EXERCISE DIRECTIONS
Copy, word for word, the part of the National Nutrition Month page below between "The Coastal Health" and "will find helpful.", inclusive.

GIVEN TEXT
= Beginning of Section =

The Coastal Health District of Georgia serves the counties of Bryan, Camden, Chatham, Effingham, Glynn, Liberty, Long & McIntosh

Public Health Topics


National Nutrition Month



March is National Nutrition Month and a time to focus on the importance of making informed food choices and developing sound eating and physical activity habits.

Below is some information we hope you will find helpful.

Dietary Guidelines
MyPlate, the Dietary Guidelines for Americans and food labels can help you create a healthy eating plan that includes a variety of foods from all food groups. Learn more at https://sm.eatright.org/aboutDGA.

Food Safety
Reduce your risk of food poisoning by following these four easy steps: https://sm.eatright.org/4HFSsteps

Dining Out
Restaurant food is meant to look, smell and taste great, and that means nutrition can sometimes fall by the wayside! Try these tips to dine out while sticking to a healthy eating plan: https://sm.eatright.org/diningout

Benefits of Healthy Eating Style
A healthy eating plan can help prevent illnesses and keep you feeling great! Learn about some of the benefits of a healthful diet: https://sm.eatright.org/preventillness

Eating Right Isn’t Complicated
Eating right doesn’t have to be complicated! Start building a smarter plate by choosing fruits and vegetables, whole grains, lean protein and low-fat dairy — foods that are packed with the nutrients you need.
Get more tips at https://sm.eatright.org/ERnotcomplicated.

Portion Sizes
A key part of healthful eating is choosing appropriate amounts of different foods. Learn the important differences between the terms “serving size” and “portion size”: https://sm.eatright.org/srvprtnsizes



Protect Your Preteen’s Future: Vaccinate Today

Vaccinate your preteen today so they can have healthy tomorrow.

= End of Section =

GIVEN DATA
= Beginning of Section =

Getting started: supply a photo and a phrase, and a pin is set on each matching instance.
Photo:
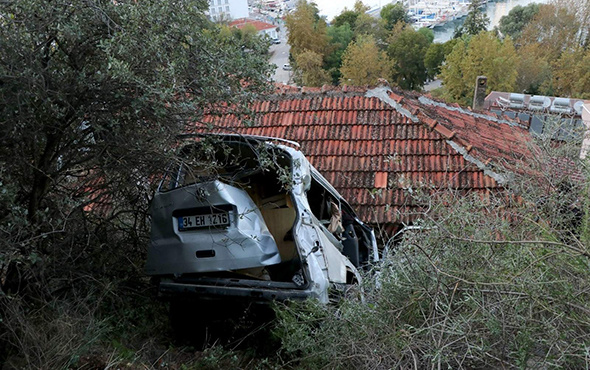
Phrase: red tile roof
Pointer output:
(374, 145)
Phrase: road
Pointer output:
(280, 56)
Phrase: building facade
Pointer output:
(228, 9)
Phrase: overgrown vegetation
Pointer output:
(538, 49)
(482, 281)
(92, 96)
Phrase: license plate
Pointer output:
(210, 220)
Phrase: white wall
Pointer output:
(237, 9)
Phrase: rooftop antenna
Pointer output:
(481, 85)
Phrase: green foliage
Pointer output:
(392, 14)
(309, 69)
(350, 16)
(433, 59)
(92, 96)
(483, 54)
(475, 22)
(340, 37)
(307, 31)
(407, 49)
(477, 283)
(517, 19)
(363, 63)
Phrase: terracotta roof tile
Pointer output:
(372, 153)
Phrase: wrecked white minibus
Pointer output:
(248, 218)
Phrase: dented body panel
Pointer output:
(263, 237)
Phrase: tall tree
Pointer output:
(475, 22)
(392, 14)
(517, 19)
(350, 16)
(309, 69)
(340, 37)
(307, 31)
(484, 54)
(92, 96)
(433, 59)
(363, 63)
(407, 49)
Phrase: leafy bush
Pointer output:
(479, 282)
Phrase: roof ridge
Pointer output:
(387, 95)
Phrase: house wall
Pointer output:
(231, 9)
(271, 32)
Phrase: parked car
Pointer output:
(249, 218)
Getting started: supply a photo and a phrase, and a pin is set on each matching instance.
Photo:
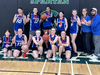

= End of Section =

EXERCISE ANSWER
The Coastal Health District of Georgia serves the counties of Bryan, Camden, Chatham, Effingham, Glynn, Liberty, Long & McIntosh

Public Health Topics


National Nutrition Month



March is National Nutrition Month and a time to focus on the importance of making informed food choices and developing sound eating and physical activity habits.

Below is some information we hope you will find helpful.